_Work to be completed_
Reproduce the material below word for word, leaving out the picture.

_Object detection data_
+ + + + + + +
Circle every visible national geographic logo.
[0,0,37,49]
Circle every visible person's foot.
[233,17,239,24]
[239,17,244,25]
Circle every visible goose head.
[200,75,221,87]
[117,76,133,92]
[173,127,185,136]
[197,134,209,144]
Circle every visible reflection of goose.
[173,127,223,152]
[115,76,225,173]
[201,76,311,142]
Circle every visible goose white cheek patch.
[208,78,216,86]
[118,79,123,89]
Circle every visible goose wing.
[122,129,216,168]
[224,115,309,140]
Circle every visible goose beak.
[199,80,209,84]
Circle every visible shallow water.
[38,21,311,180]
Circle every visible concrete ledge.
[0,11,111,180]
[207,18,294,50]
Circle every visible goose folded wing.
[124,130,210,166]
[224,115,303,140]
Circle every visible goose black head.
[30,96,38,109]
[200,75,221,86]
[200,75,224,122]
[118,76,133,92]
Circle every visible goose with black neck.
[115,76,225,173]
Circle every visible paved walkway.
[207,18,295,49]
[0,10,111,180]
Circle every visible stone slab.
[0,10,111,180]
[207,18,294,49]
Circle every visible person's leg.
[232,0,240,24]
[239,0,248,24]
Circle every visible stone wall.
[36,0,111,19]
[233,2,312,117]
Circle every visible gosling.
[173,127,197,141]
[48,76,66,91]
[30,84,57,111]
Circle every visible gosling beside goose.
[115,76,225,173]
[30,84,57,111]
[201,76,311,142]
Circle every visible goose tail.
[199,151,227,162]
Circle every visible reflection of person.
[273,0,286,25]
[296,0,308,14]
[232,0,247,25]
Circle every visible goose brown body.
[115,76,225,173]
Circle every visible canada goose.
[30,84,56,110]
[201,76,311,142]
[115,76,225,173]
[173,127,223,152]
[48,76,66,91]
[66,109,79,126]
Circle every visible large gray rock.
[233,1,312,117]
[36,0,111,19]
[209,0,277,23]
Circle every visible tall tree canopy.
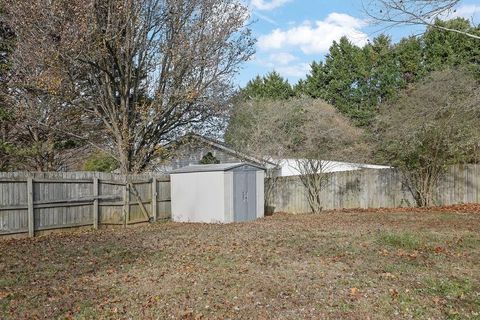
+ + + + + + +
_Answer to the exercise_
Circle every visible national geographic logo.
[0,0,37,49]
Circle every visible person's foot.
[233,17,239,24]
[239,17,244,25]
Circle every visible goose head.
[200,75,221,87]
[117,76,133,92]
[173,127,185,136]
[197,134,209,144]
Circle every visible reflection of goose.
[173,127,223,152]
[115,76,225,173]
[201,76,311,142]
Circle every visible goose white cheek patch.
[208,78,216,86]
[118,79,123,89]
Circle every visible goose wing.
[122,129,216,168]
[224,115,309,140]
Circle every visible goose beak.
[199,80,209,84]
Circle every visible shallow water.
[38,21,311,180]
Circle every visible concrete ledge.
[0,11,111,180]
[207,18,294,50]
Circle every visible goose folded wing.
[124,130,210,166]
[224,115,303,140]
Circle every visible goose black head.
[30,96,38,109]
[200,75,221,86]
[200,75,224,122]
[118,76,133,92]
Circle every visible goose with black neck.
[115,76,225,173]
Circle every visible paved walkway.
[207,18,295,49]
[0,10,111,180]
Circle every visible stone slab.
[0,10,111,180]
[207,18,294,49]
Circle every visible person's leg.
[232,0,240,24]
[239,0,248,24]
Circle every visible stone wall.
[36,0,111,19]
[233,2,312,117]
Circle every visible gosling.
[173,127,197,141]
[48,76,66,91]
[30,84,57,111]
Circle every visible gosling beside goose.
[115,76,225,173]
[30,84,57,111]
[201,76,311,142]
Circle every visible goose tail.
[199,151,227,162]
Circle every visible reflection of person.
[273,0,286,25]
[296,0,308,14]
[232,0,247,25]
Circle every visible goose brown body.
[115,76,225,173]
Circle every visible canada goose.
[30,84,56,110]
[201,76,311,142]
[115,76,225,173]
[173,127,223,152]
[48,76,66,91]
[66,109,79,126]
Circle every visible large gray rock.
[233,1,312,117]
[36,0,111,19]
[209,0,277,23]
Circle every visible tall tree canopy.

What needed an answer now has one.